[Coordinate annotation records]

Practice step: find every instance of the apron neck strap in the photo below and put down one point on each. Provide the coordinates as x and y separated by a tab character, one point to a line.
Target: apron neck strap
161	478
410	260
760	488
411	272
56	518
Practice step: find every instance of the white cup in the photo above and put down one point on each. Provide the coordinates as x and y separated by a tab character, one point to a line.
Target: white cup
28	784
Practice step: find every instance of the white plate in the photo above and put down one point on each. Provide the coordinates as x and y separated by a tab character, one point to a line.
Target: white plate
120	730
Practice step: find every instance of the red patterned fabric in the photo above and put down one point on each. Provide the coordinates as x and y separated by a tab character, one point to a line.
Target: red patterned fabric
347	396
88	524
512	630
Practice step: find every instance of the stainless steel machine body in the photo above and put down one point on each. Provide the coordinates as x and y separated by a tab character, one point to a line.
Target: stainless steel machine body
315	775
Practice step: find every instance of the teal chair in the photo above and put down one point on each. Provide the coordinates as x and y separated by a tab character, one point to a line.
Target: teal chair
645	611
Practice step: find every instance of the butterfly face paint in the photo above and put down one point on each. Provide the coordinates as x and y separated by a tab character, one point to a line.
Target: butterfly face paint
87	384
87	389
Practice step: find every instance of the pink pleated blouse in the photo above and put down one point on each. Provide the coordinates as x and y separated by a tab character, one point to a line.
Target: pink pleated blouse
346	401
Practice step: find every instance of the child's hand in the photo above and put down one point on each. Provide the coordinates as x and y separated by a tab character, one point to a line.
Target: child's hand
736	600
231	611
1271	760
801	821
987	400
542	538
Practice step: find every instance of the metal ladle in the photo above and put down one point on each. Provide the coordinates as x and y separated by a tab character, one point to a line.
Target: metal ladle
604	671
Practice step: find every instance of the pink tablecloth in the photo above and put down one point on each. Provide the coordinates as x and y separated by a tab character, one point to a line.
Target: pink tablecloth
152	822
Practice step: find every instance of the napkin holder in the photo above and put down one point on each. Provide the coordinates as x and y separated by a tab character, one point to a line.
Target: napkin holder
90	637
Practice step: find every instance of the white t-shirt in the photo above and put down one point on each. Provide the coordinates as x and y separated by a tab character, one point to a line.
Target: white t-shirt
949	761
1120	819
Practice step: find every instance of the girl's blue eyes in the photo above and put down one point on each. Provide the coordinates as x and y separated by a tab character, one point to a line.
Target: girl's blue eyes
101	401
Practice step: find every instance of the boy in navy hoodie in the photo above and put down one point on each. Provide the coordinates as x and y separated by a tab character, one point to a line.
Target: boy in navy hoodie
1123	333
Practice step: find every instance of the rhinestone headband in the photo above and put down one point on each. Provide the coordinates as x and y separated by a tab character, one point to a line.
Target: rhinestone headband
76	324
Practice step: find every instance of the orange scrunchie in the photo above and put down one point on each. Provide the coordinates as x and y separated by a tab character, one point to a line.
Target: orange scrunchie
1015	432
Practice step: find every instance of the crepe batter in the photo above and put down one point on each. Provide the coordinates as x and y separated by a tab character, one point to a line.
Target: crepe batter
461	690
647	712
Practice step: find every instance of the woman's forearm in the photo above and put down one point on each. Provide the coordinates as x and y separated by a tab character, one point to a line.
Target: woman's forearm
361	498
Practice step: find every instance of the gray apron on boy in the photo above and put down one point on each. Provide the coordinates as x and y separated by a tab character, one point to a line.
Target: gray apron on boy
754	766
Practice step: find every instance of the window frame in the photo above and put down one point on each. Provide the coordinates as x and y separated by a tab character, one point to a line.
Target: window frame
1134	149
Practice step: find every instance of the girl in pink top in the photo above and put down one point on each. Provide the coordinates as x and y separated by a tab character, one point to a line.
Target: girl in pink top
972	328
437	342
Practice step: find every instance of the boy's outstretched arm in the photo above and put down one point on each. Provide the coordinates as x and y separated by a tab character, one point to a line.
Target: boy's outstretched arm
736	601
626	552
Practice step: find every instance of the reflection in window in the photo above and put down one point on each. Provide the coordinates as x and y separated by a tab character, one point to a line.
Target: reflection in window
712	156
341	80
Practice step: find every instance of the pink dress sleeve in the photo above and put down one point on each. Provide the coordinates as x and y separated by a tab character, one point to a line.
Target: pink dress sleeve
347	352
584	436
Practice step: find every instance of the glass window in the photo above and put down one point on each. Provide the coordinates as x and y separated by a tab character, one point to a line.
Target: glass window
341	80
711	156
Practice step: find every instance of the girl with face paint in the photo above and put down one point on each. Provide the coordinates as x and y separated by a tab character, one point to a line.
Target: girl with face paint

**Work to do:**
Please recast the records as a JSON list of strings, one string per line and blank lines left out. Begin at the line that contains "Practice step: find every instance of the pink dress" and continue through the end of the records.

**Full response:**
[
  "Practice step: find every instance of the pink dress sleeve in the photo above and put down one point on each. Provide the coordinates as x and y separated by a tab character, one point to a line.",
  "Target: pink dress sleeve",
  "347\t352",
  "584\t436",
  "Practice step: find every instance of the glass window in the photo above and put down one point on each. Provide the coordinates as x and y separated by a tab character, one point to a line.",
  "Target: glass window",
  "341\t80",
  "711\t156",
  "Practice step: find every instance of the girl with face paint in the photo above and put down one point on each. Provide the coordinates as x and y separated by a tab character, one point to a line.",
  "Target: girl with face paint"
]